Could you reproduce all of the entries below without a single change?

DATA FOR REVIEW section start

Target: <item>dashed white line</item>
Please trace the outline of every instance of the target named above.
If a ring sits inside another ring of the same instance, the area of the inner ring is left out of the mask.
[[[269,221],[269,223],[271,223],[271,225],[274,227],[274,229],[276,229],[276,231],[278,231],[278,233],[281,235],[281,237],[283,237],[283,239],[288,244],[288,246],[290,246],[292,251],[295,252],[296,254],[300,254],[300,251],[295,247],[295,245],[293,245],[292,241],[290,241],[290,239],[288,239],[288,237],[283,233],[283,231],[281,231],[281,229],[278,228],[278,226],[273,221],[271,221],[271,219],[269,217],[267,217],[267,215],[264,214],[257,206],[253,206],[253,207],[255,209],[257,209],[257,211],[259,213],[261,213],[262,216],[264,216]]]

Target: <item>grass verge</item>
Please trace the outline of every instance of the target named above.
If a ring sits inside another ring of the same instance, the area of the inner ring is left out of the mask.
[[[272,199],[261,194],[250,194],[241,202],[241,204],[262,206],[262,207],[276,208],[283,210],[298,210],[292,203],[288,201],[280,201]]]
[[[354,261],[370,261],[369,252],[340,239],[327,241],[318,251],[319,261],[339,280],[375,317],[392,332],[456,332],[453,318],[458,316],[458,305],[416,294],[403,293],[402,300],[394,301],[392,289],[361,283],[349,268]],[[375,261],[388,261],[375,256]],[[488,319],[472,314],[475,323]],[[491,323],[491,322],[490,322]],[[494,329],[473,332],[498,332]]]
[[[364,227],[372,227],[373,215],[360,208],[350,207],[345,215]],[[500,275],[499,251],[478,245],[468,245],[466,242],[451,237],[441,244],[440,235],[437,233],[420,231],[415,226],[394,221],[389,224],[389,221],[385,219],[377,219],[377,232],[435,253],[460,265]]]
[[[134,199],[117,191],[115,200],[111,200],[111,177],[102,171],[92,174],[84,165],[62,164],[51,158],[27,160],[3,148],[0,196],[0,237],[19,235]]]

DATA FOR REVIEW section end

• **TASK SOLUTION**
Target: <item>dashed white line</item>
Please trace the outline of every instance of the target named above.
If a ring sits inside another ring of the same instance, the area of the inner ring is left out of the mask.
[[[269,221],[269,223],[271,223],[271,225],[274,227],[274,229],[276,229],[276,231],[278,231],[278,233],[281,235],[281,237],[283,237],[283,239],[288,244],[288,246],[290,246],[292,251],[295,252],[296,254],[300,254],[300,251],[295,247],[295,245],[293,245],[292,241],[290,241],[290,239],[288,239],[288,237],[283,233],[283,231],[281,231],[281,229],[278,228],[278,226],[273,221],[271,221],[271,219],[269,217],[267,217],[267,215],[264,214],[257,206],[253,206],[253,207],[255,209],[257,209],[257,211],[259,213],[261,213],[262,216],[264,216]]]

Target: <item>grass verge</item>
Please trace the outline of every instance of the target named above.
If a ring sits inside another ring of the same instance, the area of the inner ring is left out of the mask.
[[[272,199],[261,194],[250,194],[241,202],[241,204],[262,206],[262,207],[276,208],[283,210],[298,210],[292,203],[288,201],[280,201]]]
[[[354,261],[370,261],[369,252],[340,239],[327,241],[318,251],[319,261],[339,280],[375,317],[392,332],[456,332],[453,318],[458,316],[458,305],[416,294],[403,293],[402,300],[394,301],[392,289],[361,283],[349,268]],[[375,261],[388,261],[375,256]],[[488,319],[472,314],[475,323]],[[491,323],[491,322],[490,322]],[[494,329],[473,332],[498,332]]]
[[[364,227],[372,227],[373,215],[360,208],[350,207],[345,215]],[[500,275],[499,251],[478,245],[468,245],[466,242],[451,237],[441,244],[440,235],[437,233],[420,231],[415,226],[394,221],[389,224],[389,221],[385,219],[377,219],[377,232],[435,253],[460,265]]]
[[[134,199],[117,191],[115,200],[111,200],[111,177],[102,171],[92,174],[84,165],[62,164],[51,158],[27,160],[3,148],[0,196],[0,237],[19,235]]]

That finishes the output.